### THE TASK
Scale the lines below, starting with the first one and going on through the line with "12 64 69 122", and give all of them again, requests included. Multiply every box coordinate in the answers by 2.55 and round to whole numbers, with halves rounded up. Leave the numbers in the requests and their format samples unchanged.

### STORED RECORDS

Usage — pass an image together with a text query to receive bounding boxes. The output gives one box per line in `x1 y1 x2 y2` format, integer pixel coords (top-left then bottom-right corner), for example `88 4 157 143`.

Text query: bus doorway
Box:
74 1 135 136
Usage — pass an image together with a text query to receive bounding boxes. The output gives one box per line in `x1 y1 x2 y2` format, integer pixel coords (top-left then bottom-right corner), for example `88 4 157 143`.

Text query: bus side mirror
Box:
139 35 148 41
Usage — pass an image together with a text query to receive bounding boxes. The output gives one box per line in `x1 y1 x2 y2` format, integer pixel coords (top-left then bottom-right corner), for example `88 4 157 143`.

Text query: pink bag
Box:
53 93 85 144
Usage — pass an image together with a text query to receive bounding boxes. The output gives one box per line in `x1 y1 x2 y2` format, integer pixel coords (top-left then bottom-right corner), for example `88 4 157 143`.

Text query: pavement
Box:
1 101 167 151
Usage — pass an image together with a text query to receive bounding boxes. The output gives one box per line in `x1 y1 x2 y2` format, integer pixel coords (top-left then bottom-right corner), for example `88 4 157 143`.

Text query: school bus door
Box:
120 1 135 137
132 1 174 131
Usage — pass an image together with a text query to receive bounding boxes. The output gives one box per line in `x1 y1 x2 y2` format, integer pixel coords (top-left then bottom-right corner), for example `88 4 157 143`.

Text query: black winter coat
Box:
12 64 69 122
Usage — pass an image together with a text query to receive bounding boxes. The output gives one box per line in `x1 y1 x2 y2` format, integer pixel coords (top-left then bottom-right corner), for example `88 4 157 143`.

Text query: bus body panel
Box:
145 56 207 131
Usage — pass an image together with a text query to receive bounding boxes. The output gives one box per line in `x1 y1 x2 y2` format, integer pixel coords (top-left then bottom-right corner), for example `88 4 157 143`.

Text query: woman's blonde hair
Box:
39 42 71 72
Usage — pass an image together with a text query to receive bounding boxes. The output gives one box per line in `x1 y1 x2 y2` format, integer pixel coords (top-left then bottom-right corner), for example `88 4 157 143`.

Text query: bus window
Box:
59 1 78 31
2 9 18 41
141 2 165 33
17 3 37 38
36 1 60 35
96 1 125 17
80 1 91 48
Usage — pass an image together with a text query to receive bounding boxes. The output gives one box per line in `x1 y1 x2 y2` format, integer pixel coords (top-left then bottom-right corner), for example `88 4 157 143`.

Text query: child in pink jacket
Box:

### REPLY TO THE EXERCISE
Usage — pass an image together with a text query to receive bounding boxes. The output gives one box per line in `x1 y1 x2 y2` format, integer pixel coords (top-left then bottom-right corner), for example `88 4 157 143`.

Text query: bus doorway
Box:
189 3 344 347
Usage — pass an image together with a text query to receive bounding boxes. The output gives one box per line in `x1 y1 x2 y2` format, integer pixel coords (top-left then bottom-right corner), for example `88 4 157 143`.

Text query: bus side mirror
Box:
354 89 377 105
Usage — pass an image together with a text query to receive bounding boxes. The output gives one box per line in `x1 y1 x2 y2` format, integer pixel coords (top-left then bottom-right corner), for example `88 4 157 143`.

Text query: pink bag
Box:
135 237 217 367
Usage — pass an image together with a text query to receive bounding boxes. The output gives one box per line in `x1 y1 x2 y2` format, integer pixel coords (top-left then bottom-right corner), for example `88 4 157 143`.

Text query: pavement
Box:
3 258 426 385
Usage — pass an image together with a text query to receive bounding boxes. The output gives one box per line in `x1 y1 x2 y2` format, integer pixel coords (top-left then bottom-right corner), for example `88 4 157 143`.

Text query: school bus door
Box:
306 3 344 349
337 3 444 334
Usage — pass an image together with a text query to receive bounding boxes. The output gives one box per line in `x1 y1 x2 y2` format, integer pixel coords (top-left then bottom-right corner), for example `88 4 157 143`.

Text query: black winter coat
Box:
31 163 176 311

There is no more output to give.